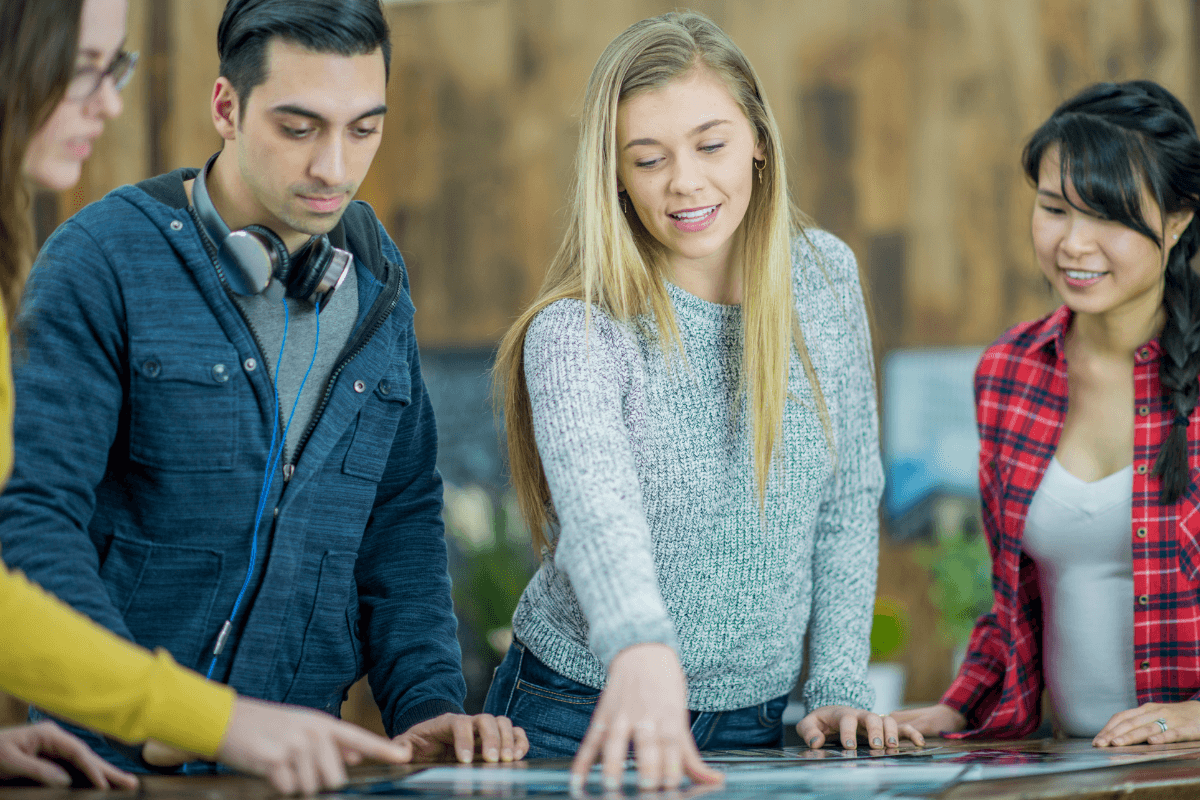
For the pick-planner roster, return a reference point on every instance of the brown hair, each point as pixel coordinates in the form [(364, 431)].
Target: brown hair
[(40, 43), (607, 258)]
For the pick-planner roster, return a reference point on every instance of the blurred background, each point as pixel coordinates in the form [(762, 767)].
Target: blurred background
[(903, 121)]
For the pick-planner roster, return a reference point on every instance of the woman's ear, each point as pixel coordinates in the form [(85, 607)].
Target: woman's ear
[(1176, 223)]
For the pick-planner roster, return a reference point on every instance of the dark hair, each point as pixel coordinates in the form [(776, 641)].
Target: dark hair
[(39, 44), (342, 26), (1113, 140)]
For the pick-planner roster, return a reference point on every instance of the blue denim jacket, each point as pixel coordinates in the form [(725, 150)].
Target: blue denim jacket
[(141, 443)]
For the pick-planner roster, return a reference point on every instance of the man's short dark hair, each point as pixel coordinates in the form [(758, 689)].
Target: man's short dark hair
[(341, 26)]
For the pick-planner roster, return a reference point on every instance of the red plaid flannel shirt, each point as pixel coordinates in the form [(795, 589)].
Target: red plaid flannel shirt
[(1020, 407)]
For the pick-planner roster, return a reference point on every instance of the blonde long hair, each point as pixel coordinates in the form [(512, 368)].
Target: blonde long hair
[(609, 259)]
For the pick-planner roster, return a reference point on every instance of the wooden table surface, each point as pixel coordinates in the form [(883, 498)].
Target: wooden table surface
[(1174, 777)]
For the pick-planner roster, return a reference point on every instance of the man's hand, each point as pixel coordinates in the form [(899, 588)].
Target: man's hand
[(459, 737), (30, 751)]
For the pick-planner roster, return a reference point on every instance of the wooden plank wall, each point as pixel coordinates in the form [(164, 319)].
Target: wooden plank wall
[(903, 121)]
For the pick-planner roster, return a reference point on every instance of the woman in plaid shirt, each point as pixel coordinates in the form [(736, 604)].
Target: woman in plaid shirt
[(1089, 479)]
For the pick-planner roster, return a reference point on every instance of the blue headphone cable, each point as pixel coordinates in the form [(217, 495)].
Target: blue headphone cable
[(273, 459)]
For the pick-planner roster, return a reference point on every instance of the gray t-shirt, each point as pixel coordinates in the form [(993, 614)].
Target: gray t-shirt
[(264, 313), (660, 535), (1078, 534)]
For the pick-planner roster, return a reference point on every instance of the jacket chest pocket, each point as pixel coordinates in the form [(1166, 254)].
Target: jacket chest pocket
[(183, 405), (376, 426)]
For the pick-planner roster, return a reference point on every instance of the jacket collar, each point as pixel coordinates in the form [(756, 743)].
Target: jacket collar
[(1053, 337)]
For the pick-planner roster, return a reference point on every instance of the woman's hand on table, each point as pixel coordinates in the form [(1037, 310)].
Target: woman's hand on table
[(300, 751), (845, 722), (461, 737), (930, 720), (31, 751), (643, 703), (1139, 725)]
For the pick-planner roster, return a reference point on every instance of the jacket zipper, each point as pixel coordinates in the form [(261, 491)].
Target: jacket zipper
[(376, 324)]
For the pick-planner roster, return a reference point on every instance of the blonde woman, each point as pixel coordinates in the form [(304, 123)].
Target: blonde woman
[(693, 435)]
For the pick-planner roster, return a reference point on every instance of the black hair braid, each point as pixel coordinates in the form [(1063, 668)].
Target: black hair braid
[(1180, 366)]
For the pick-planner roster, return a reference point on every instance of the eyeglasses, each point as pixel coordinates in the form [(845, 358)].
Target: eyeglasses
[(87, 80)]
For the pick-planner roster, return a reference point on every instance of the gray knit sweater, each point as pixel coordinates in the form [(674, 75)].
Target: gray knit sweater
[(660, 536)]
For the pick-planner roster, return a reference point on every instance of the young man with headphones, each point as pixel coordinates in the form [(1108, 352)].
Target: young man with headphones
[(223, 444)]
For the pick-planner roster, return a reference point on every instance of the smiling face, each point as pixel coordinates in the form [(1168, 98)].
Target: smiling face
[(55, 155), (685, 157), (303, 143), (1099, 266)]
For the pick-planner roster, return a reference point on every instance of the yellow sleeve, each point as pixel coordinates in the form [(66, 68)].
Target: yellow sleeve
[(61, 661)]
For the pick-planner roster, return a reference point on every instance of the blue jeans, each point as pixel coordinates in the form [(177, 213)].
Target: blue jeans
[(556, 711)]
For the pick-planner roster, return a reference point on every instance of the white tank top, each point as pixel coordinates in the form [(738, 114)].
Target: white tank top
[(1079, 535)]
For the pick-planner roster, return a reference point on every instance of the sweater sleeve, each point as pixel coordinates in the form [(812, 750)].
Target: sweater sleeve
[(845, 555), (575, 370), (59, 660)]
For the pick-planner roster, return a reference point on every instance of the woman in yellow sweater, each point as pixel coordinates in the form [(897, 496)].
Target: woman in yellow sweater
[(61, 66)]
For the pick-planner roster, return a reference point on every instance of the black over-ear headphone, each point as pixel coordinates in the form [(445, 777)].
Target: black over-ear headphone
[(255, 256)]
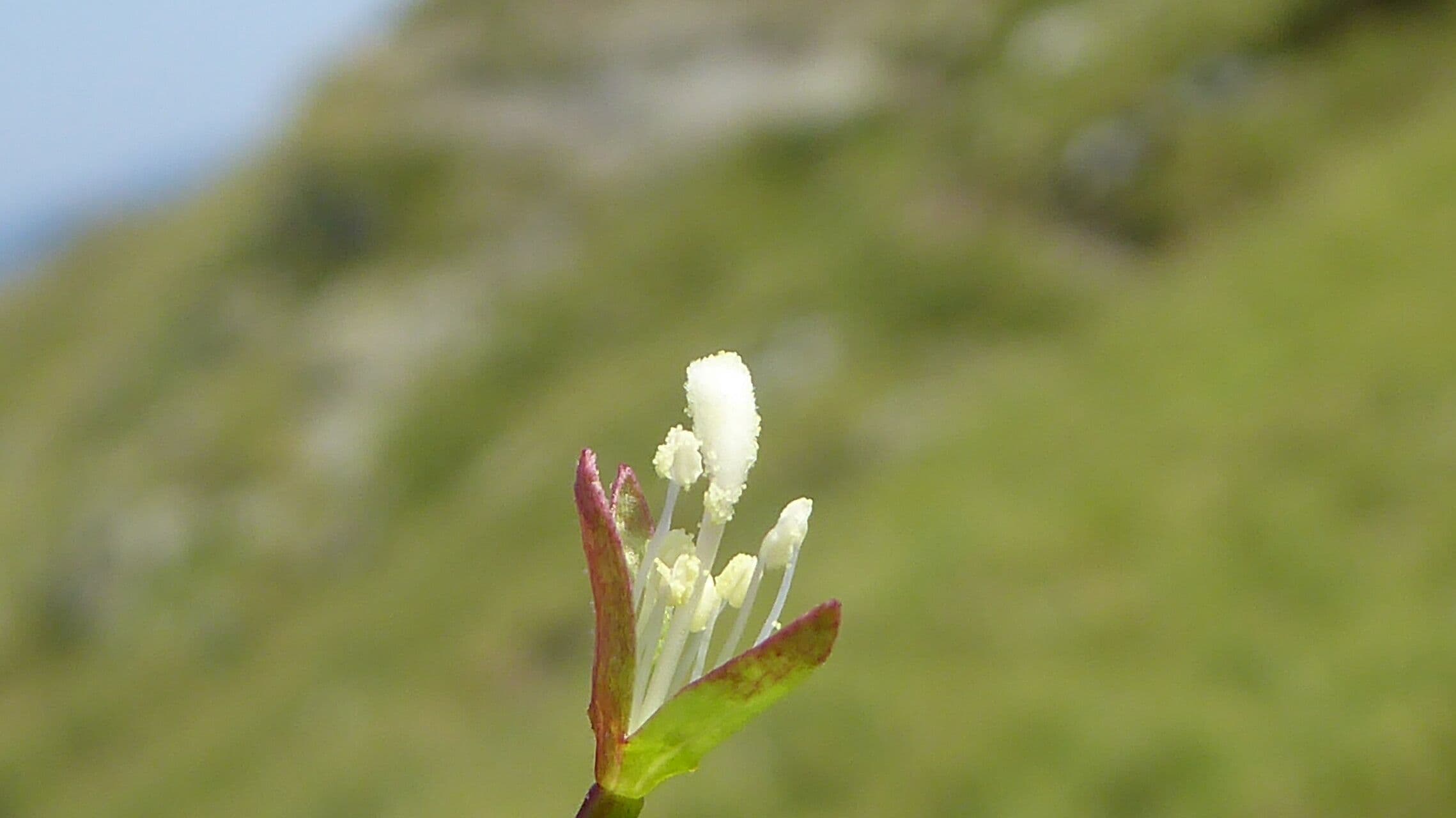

--------------------------------------------------

## Short exercise
Reproduce every one of the items above word for word, leaving out the pictures.

## The result
For the pick-planner roster, return a reference point on every instance of the brown hair, each point as pixel coordinates in the form [(364, 431)].
Target: brown hair
[(40, 43), (607, 258)]
For the pick-planner roster, return a reference point on every instance of the blurred background, each point as pixel coordinates in the form [(762, 767)].
Target: blurred background
[(903, 121)]
For the pick-planner roster, return a reference point on every instance of the woman's ear, each point as pixel coordinates in the form [(85, 607)].
Target: woman's ear
[(1176, 223)]
For the pick-planner roster, return a reference point on every instance of the dark hair, each point as pixel coordinates in the form [(776, 641)].
Target: dark hair
[(39, 44), (342, 26), (1113, 140)]
For the pick-planner roster, return a reference point on every instance of the blue denim jacket, each point as pixel coordinates in the form [(725, 150)].
Target: blue denim jacket
[(141, 443)]
For the pick-planner roster, return a reference point on every instance of the man's short dark hair, each point as pixel coordinates in the form [(758, 689)].
Target: man's short dark hair
[(341, 26)]
For the pick-planner roster, return a reference point on every instance of the red plaid flannel shirt, each point as pixel coordinates in the form [(795, 589)].
Target: red plaid flannel shirt
[(1020, 407)]
For the pick-planner roster, return a reference point on every instance of the blonde long hair, each point as pixel coordinates in the form [(512, 368)].
Target: blonde long hair
[(609, 259)]
For the pick-planner roster, return a reference point on every instance of the wooden table surface, each point as pixel coordinates in the form [(883, 498)].
Target: wooden table surface
[(1174, 777)]
For the pick-planner roster, return a reference point on every instance of the man's hand, each point as pixel coordinates in the form [(899, 588)].
Target: man's hand
[(459, 737), (30, 751)]
For the pick-planner roster, return a reference point on every instance of the wooden plank wall, each point as pixel coordinates in the form [(164, 319)].
Target: wooden plank wall
[(903, 121)]
For the pick-planner roster, return a reference point on every instance of the woman in plaid shirt, each point as pixel coordinates in the form [(736, 604)].
Target: woman in plaid shirt
[(1089, 479)]
For the pick-planner roster, return a reference point on every instance of the blue headphone cable, each point as pixel coordinates in the form [(217, 495)].
Target: blue headphone cable
[(273, 459)]
For the pick-planner roster, return a reference point on every instance of the gray t-shirt, each point as pixel coordinates in the form [(993, 614)].
Target: gray t-shirt
[(264, 313), (660, 535), (1078, 534)]
For the pick-planner roster, return a reference point on every instance of the jacket chest pocket, each point as pixel coordinates in the form [(1166, 254)].
Target: jacket chest pocket
[(183, 405), (376, 426)]
For the pick-planner roster, return a reference point on every instance of the jacket collar, each point as pixel coordinates in the form [(756, 743)].
Target: jacket collar
[(1053, 337)]
For the pick-planner roster, return a reference point on every instance of the woman's hand on table, each point as pixel coordinates in the form [(1037, 310)].
Target: woman's hand on table
[(300, 751), (845, 722), (461, 737), (930, 720), (31, 751), (643, 703), (1139, 725)]
For the pick-planner roster, return a reference point on every instance of the jacket zipper, each point as pixel coordinates in the form [(261, 491)].
Target: jacket zipper
[(376, 324)]
For the pick-planner roster, return a reference point on every instance of the blonde woman, each point as pixel coordinates in the form [(304, 123)].
Target: blonde woman
[(693, 435)]
For the pick-planner roster, return a reference point on every instance of the black hair braid, each point as pixel coordinates in the form [(1063, 668)].
Target: black hair braid
[(1180, 366)]
For the pick-planner roster, return a reference point on every instance of the eyeglasses, each point as pixel coordinates in the form [(845, 358)].
Target: eyeglasses
[(87, 80)]
For the pick-planner roster, return a reference point on every instance of the gray knit sweater, each point as pixel coordinates in the form [(674, 75)].
Target: gray knit sweater
[(660, 536)]
For the pick-planner roster, return a reference point on every instance of the young man with headphones, each point as pixel coordinates in the form [(1108, 352)].
Target: young man with headphones
[(223, 444)]
For the pick-planner roster, return a reference point on every instance of the smiling face, each point as pixel coordinates in the form [(1168, 98)].
Target: smiling face
[(55, 155), (685, 157), (303, 143), (1099, 266)]
For the pick-planner roster, return a reference point on every instance of the yellow sleeve, each point as pixel coordinates in the form [(66, 68)].
Target: yellow sleeve
[(61, 661)]
For the pick-planner roster, return a reference point on every instance of the blue jeans, each point as pixel coordinates in the form [(177, 213)].
Target: blue jeans
[(556, 711)]
For the pick-planner roster, return a reference point on every instance of the white tank top, each point as pixel coordinates in the form [(738, 114)].
Target: white tank top
[(1079, 535)]
For the pick-planner roster, return a reference point on every instance of the sweater sleeve, each point as pixel coordinates in the form [(812, 750)].
Target: sweater sleeve
[(845, 555), (575, 370), (59, 660)]
For the pick-planner roster, return a reference point on every instance of the woman in yellow sweater, each point as pixel coordinates in the form [(897, 496)].
Target: woman in yellow sweater
[(61, 66)]
For the pick-planner roster, return a reference point on every instance of the black over-ear headphone, each point as pixel coordinates in the form [(445, 777)].
Target: black over-ear headphone
[(255, 256)]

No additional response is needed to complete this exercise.